任务 A ->
这段讲述麦琪写论文经历的节选中,麦琪论文得出的结论有哪几项?请逐项全部列出。
任务 B ->
将记录中从含有“the girl's braided”的那一行起直到记录末尾的各行(首尾两行都包括在内)转写为 Markdown 表格,两列分别为“序号”和“内容”,空行不计。

网页节选 ->

听他这么一解释,麦琪才意识到,那位女士肯定是吃过哥里戈的苦头才变得如此小心了吧。男士临走前一再安慰麦琪不要担心,如果有什么不合格的,只管直说就是,因为他是用电脑打字,改起来很方便,也不会多收钱的。
论文稿打出来了,很漂亮,麦琪觉得这回肯定保质保量,便信心十足地交上去了,心想这下看你个老哥还有什么怪话可说。谁知过了两天,论文却被驳了回来,要求重新再打一遍。麦琪站在走廊上,把论文翻过来掉过去反反复复地看,确实看不出哪里有毛病。这时旁边走过一个同学,看到麦琪急得抓耳挠腮,一脸的迷惑,很同情地走近麦琪身旁,悄悄跟麦琪说,那老哥拿到论文后,不是先看内容,而是拿着戒尺上下左右地丈量,哪怕只有一张纸上的空白尺寸不够格,整个就会被打回返工。听了这番话,麦琪回家后把每张纸左右上下仔细量了一遍,果然有两页纸的边幅尺寸不达标。幸好麦琪请的打字员有言在先,把不合规格的那几页纸重新纠正打印了,这才算完事。
麦琪的论文是对有关图书馆的建设和发展趋势方面所做的研究,其中包括了中国图书馆的情况,为此麦琪特意在那年暑假回中国对几个地方图书馆进行了考察,还采访了美国费城的一个大型公共图书馆馆长。论文的结论是在不久的将来,图书馆之间的交流会更加广泛和深入,管理方面要更加先进和统一化,电脑联网是大势所趋,全球范围将因此而向一个没有国界的、信息自由的“世界村庄”形式发展。在进行论文答辩时,老哥对麦琪所做的前景展望并不乐观,沉着一张沟壑纵横的老脸,说麦琪提出的前景是“乌托邦”,最后打分只慷慨地给了一个“B”。麦琪虽很不服气,但也无可奈何。

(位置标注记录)

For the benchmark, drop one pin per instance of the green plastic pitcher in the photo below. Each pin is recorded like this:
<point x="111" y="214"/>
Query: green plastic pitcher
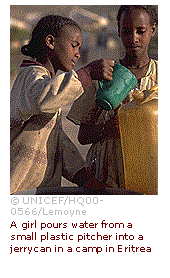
<point x="111" y="93"/>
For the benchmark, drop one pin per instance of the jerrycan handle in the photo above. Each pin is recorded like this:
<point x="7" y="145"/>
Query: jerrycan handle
<point x="100" y="82"/>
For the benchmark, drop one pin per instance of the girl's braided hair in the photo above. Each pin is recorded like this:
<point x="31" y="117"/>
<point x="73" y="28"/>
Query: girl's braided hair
<point x="150" y="9"/>
<point x="50" y="24"/>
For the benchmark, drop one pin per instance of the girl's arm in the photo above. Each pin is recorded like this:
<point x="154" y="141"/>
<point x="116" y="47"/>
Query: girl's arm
<point x="93" y="133"/>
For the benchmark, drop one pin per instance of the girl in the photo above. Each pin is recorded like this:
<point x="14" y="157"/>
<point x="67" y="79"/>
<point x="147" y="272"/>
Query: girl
<point x="40" y="150"/>
<point x="136" y="25"/>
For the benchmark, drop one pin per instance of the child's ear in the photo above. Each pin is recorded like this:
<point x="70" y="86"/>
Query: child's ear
<point x="153" y="30"/>
<point x="49" y="41"/>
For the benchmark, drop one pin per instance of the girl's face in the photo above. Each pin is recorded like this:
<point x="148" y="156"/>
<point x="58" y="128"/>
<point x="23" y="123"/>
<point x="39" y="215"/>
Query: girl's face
<point x="135" y="31"/>
<point x="66" y="49"/>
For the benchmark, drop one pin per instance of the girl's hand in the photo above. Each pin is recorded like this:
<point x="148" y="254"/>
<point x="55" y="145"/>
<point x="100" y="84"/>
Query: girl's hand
<point x="100" y="69"/>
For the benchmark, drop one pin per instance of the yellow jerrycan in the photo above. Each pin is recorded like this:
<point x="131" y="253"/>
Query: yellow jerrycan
<point x="138" y="122"/>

完整答案 A ->
1. 在不久的将来,图书馆之间的交流会更加广泛和深入。
2. 管理方面要更加先进和统一化。
3. 电脑联网是大势所趋。
4. 全球范围将因此而向一个没有国界的、信息自由的“世界村庄”形式发展。

完整答案 B ->
| 序号 | 内容 |
|---|---|
| 1 | For the benchmark, drop one pin per instance of the girl's braided hair in the photo above. Each pin is recorded like this: |
| 2 | <point x="31" y="117"/> |
| 3 | <point x="73" y="28"/> |
| 4 | Query: girl's braided hair |
| 5 | <point x="150" y="9"/> |
| 6 | <point x="50" y="24"/> |
| 7 | For the benchmark, drop one pin per instance of the girl's arm in the photo above. Each pin is recorded like this: |
| 8 | <point x="154" y="141"/> |
| 9 | <point x="116" y="47"/> |
| 10 | Query: girl's arm |
| 11 | <point x="93" y="133"/> |
| 12 | For the benchmark, drop one pin per instance of the girl in the photo above. Each pin is recorded like this: |
| 13 | <point x="14" y="157"/> |
| 14 | <point x="67" y="79"/> |
| 15 | <point x="147" y="272"/> |
| 16 | Query: girl |
| 17 | <point x="40" y="150"/> |
| 18 | <point x="136" y="25"/> |
| 19 | For the benchmark, drop one pin per instance of the child's ear in the photo above. Each pin is recorded like this: |
| 20 | <point x="70" y="86"/> |
| 21 | Query: child's ear |
| 22 | <point x="153" y="30"/> |
| 23 | <point x="49" y="41"/> |
| 24 | For the benchmark, drop one pin per instance of the girl's face in the photo above. Each pin is recorded like this: |
| 25 | <point x="148" y="156"/> |
| 26 | <point x="58" y="128"/> |
| 27 | <point x="23" y="123"/> |
| 28 | <point x="39" y="215"/> |
| 29 | Query: girl's face |
| 30 | <point x="135" y="31"/> |
| 31 | <point x="66" y="49"/> |
| 32 | For the benchmark, drop one pin per instance of the girl's hand in the photo above. Each pin is recorded like this: |
| 33 | <point x="148" y="254"/> |
| 34 | <point x="55" y="145"/> |
| 35 | <point x="100" y="84"/> |
| 36 | Query: girl's hand |
| 37 | <point x="100" y="69"/> |
| 38 | For the benchmark, drop one pin per instance of the yellow jerrycan in the photo above. Each pin is recorded like this: |
| 39 | <point x="131" y="253"/> |
| 40 | Query: yellow jerrycan |
| 41 | <point x="138" y="122"/> |